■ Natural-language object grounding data

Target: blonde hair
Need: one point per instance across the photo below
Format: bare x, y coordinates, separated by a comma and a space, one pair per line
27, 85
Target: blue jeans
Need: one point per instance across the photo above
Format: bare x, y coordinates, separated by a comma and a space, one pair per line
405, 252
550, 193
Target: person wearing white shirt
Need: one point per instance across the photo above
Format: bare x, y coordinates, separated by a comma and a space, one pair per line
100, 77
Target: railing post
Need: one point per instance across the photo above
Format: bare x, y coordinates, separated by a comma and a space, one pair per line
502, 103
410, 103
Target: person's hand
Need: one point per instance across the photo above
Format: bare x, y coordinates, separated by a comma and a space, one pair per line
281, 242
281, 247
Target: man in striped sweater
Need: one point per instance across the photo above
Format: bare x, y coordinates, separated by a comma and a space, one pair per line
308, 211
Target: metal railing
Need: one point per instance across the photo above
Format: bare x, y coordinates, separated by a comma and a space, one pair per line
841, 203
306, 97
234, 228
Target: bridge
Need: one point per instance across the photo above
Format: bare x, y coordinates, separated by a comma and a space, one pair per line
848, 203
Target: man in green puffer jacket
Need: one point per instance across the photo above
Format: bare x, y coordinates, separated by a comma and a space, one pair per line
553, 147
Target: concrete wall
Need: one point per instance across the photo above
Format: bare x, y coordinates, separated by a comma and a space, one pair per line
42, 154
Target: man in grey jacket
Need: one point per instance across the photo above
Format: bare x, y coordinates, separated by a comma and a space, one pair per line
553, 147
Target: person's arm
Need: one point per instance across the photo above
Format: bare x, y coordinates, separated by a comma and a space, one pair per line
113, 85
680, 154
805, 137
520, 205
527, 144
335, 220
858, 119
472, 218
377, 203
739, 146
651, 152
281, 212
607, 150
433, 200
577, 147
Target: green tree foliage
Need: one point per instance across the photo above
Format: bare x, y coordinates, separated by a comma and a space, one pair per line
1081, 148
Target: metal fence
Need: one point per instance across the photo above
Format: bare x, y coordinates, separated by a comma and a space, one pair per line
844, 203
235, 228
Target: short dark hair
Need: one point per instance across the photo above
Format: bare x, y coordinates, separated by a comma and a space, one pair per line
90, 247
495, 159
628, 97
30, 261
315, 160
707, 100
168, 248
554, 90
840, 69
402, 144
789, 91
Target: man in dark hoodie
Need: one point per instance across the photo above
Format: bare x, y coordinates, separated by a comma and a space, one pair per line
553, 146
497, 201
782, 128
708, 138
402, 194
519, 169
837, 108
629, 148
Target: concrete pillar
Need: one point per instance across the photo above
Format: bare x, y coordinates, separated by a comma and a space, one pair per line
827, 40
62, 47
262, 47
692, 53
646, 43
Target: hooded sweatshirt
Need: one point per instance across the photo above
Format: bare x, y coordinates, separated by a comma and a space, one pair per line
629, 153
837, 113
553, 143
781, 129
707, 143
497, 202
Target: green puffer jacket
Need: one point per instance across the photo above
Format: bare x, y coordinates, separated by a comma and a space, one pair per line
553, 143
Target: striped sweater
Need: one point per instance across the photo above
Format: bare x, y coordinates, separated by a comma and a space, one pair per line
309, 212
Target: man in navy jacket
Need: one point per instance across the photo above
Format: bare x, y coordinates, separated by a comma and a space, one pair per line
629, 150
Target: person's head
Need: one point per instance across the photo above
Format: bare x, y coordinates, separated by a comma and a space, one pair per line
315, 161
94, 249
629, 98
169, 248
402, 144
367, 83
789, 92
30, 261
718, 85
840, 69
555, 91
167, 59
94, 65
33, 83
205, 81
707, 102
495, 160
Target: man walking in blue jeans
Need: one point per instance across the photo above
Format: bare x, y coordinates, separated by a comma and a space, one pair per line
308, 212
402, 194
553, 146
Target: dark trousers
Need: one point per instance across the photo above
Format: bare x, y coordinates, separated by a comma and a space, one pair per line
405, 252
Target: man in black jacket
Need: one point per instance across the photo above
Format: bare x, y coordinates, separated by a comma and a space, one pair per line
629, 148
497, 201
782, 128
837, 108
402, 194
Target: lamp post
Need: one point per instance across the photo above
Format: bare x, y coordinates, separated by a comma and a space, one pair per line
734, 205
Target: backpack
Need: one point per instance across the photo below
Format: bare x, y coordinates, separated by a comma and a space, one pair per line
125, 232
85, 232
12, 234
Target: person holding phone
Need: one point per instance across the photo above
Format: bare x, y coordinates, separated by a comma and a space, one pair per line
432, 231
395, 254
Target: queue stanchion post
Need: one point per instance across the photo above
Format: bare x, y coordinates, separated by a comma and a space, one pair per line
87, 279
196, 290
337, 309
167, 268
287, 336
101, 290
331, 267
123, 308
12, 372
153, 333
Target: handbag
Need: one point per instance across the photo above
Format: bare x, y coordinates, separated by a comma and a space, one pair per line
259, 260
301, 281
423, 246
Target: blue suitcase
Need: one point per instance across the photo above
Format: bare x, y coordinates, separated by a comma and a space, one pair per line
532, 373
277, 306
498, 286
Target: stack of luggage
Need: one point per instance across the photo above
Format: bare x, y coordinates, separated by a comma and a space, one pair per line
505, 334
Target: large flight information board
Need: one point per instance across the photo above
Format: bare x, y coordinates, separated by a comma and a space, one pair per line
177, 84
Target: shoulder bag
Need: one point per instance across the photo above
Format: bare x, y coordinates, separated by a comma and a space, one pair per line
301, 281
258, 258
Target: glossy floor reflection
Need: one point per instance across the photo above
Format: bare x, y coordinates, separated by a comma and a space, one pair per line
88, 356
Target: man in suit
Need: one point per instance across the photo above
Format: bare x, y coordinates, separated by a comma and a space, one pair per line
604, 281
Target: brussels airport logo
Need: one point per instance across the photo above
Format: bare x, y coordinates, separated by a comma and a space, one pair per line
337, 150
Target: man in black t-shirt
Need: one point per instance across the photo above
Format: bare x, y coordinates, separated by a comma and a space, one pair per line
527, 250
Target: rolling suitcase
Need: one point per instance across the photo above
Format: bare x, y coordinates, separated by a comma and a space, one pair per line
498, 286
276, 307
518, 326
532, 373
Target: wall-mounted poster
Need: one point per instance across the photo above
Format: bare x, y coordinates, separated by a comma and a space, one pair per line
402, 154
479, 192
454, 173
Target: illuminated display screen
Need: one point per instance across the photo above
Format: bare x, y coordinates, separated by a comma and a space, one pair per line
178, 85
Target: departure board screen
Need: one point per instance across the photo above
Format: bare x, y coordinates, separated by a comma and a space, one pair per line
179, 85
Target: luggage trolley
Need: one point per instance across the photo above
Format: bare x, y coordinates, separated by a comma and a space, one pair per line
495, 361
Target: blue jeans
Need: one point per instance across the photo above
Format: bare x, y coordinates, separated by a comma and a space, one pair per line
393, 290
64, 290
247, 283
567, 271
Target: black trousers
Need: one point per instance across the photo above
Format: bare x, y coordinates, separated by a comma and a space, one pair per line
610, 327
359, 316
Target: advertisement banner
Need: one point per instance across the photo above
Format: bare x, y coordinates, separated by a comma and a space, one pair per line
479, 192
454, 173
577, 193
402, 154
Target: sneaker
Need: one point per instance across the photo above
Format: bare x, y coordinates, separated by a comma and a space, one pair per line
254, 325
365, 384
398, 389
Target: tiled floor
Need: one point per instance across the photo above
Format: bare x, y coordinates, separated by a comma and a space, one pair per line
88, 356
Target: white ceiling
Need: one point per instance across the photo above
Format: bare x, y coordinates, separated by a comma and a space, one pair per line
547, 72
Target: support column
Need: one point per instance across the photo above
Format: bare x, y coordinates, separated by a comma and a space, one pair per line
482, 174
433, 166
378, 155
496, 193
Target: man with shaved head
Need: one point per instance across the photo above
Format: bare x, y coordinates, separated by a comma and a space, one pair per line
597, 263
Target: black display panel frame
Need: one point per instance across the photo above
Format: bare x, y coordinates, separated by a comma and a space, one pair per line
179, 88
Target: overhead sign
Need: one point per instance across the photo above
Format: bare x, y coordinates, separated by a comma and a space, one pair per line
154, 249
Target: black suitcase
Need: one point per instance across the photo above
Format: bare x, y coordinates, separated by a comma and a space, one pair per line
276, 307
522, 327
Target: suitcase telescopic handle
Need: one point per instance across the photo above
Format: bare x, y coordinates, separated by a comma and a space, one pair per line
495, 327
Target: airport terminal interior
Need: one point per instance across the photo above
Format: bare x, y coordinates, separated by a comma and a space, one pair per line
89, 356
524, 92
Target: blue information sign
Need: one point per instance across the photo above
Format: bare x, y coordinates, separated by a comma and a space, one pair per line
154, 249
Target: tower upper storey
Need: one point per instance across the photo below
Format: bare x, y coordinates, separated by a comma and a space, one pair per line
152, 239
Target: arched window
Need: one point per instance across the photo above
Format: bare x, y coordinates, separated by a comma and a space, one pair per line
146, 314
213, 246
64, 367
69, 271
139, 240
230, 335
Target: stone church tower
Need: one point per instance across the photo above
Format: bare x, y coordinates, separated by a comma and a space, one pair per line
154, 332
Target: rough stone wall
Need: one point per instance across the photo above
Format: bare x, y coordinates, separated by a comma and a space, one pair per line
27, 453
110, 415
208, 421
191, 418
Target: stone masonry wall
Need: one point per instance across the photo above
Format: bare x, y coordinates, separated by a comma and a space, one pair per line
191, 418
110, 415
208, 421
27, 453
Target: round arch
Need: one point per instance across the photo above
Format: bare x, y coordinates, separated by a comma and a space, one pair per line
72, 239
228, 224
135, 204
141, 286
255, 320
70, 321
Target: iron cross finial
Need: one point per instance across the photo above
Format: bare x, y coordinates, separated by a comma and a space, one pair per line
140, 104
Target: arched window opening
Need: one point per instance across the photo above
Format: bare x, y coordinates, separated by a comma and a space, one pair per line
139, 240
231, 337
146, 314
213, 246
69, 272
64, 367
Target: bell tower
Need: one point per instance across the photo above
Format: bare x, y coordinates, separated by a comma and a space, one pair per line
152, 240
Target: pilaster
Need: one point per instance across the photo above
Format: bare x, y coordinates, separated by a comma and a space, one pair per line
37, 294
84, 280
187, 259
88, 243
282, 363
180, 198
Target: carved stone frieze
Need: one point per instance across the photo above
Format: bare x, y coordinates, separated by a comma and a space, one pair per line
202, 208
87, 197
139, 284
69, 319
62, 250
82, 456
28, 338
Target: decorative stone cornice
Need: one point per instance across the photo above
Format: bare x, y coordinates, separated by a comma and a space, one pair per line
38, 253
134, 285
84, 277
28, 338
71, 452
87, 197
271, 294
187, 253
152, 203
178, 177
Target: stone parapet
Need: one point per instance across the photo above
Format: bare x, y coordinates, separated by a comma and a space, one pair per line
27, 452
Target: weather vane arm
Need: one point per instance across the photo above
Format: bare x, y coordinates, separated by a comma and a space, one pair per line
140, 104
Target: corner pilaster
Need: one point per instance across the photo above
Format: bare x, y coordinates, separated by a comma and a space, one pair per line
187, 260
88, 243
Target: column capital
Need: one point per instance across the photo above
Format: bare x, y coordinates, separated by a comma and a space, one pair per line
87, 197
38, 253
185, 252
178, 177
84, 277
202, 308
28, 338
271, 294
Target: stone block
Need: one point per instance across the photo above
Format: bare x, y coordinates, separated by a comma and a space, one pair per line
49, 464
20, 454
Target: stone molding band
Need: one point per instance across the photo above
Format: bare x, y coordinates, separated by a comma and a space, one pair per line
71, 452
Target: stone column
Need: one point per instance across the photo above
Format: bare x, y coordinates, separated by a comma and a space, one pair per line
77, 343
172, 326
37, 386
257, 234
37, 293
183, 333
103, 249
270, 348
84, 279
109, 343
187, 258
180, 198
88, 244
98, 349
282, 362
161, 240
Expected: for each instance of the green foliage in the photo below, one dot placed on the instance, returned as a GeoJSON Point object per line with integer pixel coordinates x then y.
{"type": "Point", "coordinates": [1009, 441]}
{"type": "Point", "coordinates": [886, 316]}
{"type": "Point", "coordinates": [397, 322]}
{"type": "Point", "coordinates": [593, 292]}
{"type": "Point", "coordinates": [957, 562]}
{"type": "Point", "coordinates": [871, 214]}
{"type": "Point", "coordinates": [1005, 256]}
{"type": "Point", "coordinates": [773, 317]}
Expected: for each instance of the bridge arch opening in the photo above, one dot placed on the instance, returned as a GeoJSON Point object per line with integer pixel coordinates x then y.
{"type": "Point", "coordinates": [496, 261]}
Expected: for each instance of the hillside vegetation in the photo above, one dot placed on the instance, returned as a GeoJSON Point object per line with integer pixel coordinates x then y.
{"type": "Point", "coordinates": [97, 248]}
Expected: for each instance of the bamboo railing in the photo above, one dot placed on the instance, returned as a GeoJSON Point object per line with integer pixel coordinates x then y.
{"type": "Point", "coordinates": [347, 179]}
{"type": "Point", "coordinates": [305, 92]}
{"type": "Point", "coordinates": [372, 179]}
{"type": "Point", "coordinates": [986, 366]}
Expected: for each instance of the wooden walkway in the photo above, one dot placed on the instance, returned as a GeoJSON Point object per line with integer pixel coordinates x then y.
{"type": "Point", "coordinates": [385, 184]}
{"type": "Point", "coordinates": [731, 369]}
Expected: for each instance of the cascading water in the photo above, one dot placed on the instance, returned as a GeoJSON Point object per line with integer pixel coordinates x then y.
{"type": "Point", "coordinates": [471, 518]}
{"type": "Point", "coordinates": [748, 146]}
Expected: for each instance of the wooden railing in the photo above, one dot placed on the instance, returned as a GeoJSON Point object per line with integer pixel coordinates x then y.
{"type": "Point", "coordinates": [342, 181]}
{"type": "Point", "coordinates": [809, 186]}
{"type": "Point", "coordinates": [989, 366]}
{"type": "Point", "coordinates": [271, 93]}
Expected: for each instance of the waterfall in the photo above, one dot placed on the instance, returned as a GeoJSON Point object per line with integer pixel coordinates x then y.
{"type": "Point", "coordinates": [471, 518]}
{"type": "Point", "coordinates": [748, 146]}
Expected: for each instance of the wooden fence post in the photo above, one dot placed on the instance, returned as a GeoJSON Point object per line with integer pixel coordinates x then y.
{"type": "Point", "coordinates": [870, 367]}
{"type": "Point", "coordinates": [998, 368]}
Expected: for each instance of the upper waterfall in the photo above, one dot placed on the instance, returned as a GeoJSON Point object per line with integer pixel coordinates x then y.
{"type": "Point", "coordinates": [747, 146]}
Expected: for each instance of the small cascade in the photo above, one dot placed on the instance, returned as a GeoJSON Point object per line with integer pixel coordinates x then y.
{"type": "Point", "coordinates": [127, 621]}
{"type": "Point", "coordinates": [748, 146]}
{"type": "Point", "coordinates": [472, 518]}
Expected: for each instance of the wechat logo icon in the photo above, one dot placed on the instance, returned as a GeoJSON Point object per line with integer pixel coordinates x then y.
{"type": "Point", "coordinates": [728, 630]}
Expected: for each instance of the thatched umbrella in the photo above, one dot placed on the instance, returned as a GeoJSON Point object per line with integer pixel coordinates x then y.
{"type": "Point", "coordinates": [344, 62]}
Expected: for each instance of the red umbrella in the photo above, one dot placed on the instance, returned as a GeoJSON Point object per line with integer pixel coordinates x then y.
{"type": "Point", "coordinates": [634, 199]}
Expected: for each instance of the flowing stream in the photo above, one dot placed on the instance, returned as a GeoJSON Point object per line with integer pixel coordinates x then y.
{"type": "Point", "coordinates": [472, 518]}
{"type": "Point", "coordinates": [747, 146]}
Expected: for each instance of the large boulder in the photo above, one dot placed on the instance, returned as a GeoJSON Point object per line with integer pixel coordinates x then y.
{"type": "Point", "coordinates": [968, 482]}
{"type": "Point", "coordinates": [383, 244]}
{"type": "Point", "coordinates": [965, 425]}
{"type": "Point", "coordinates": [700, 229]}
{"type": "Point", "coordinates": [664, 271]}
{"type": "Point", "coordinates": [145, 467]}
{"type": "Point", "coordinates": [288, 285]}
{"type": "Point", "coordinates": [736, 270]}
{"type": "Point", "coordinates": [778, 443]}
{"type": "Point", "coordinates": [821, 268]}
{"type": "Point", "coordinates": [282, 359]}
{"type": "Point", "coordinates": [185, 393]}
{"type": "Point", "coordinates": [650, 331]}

■ The problem
Scan the entries for lines holding the string "person", then copy every one of them.

■ Final answer
Target: person wearing white shirt
Target: person's hand
Target: person's arm
Target: person's head
Target: person holding phone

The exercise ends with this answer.